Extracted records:
◇ ◇ ◇ ◇ ◇

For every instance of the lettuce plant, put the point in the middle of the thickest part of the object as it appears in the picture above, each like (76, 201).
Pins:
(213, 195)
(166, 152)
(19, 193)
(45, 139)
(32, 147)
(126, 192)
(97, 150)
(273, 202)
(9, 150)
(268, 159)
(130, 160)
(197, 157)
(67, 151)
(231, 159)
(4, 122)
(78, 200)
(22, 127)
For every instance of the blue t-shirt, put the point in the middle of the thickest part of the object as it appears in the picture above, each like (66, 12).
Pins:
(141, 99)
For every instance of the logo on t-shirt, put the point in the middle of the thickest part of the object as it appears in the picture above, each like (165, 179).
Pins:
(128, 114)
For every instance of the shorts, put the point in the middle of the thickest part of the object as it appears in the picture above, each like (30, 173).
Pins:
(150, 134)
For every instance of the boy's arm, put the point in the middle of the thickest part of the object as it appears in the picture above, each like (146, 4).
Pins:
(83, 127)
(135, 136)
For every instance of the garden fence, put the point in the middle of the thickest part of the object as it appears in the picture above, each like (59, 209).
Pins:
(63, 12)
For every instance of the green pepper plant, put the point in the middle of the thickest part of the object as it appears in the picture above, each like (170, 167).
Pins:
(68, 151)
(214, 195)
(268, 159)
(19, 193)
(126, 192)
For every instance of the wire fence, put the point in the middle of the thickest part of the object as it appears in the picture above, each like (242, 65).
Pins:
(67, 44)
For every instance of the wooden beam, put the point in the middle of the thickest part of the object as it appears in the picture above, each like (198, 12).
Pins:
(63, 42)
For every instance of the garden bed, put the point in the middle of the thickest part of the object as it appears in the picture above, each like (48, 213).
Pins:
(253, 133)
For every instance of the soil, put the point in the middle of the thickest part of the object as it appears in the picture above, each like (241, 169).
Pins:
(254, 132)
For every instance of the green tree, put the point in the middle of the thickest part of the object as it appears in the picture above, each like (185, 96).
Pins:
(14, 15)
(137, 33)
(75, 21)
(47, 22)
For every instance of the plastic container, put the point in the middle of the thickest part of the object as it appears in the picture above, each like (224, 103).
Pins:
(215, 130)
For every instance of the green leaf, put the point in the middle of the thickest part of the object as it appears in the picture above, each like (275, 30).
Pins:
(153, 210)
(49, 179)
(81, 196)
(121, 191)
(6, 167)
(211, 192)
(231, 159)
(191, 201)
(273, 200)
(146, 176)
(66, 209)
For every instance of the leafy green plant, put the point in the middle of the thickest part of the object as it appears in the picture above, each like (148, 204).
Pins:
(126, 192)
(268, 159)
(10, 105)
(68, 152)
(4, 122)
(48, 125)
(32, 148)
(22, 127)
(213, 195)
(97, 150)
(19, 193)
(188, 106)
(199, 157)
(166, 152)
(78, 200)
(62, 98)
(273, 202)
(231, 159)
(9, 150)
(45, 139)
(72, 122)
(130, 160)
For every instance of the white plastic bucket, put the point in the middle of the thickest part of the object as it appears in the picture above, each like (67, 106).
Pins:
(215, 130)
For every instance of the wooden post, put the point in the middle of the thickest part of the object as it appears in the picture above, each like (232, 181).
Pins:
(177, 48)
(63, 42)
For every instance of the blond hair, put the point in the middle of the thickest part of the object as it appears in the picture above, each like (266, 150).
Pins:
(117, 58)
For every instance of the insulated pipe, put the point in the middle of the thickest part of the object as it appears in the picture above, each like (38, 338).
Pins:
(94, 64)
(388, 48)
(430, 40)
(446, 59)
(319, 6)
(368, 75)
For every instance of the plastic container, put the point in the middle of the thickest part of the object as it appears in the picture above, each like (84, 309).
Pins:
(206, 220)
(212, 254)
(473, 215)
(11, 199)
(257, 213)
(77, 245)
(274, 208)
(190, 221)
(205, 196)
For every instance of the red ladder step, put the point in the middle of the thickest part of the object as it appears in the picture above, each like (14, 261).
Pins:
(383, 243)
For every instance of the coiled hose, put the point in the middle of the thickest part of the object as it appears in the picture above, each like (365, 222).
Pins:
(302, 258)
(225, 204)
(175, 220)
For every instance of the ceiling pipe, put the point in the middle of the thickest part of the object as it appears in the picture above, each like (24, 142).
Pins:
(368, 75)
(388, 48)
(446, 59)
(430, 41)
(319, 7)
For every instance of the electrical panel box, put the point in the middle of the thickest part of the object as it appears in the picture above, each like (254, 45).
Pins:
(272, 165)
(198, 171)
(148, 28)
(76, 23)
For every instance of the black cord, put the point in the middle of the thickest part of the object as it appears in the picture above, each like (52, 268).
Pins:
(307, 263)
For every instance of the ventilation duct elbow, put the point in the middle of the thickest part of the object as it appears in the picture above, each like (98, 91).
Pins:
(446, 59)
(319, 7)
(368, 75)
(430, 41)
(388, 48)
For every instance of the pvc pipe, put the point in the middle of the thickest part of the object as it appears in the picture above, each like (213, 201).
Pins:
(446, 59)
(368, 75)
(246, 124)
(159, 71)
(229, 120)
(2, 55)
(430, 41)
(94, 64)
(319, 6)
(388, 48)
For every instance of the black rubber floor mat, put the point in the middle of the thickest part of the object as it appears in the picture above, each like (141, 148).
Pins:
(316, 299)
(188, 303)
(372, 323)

◇ ◇ ◇ ◇ ◇

— PROBLEM DESCRIPTION —
What lines above contain the string "plastic"? Copy all of them.

— ANSWER TO THE PROBLEM —
For every instance of the plastic container, put the point in the middle of the thickest part of the object as it appears in the picture above, each like (224, 103).
For every instance of the white plastic bucket, put the point in the middle of the thickest part of the object as it appears in the picture above, each like (67, 106).
For every instance of the plastic container, put the point in the middle of the thickest part of the object as it appears in the picture above, each like (84, 309).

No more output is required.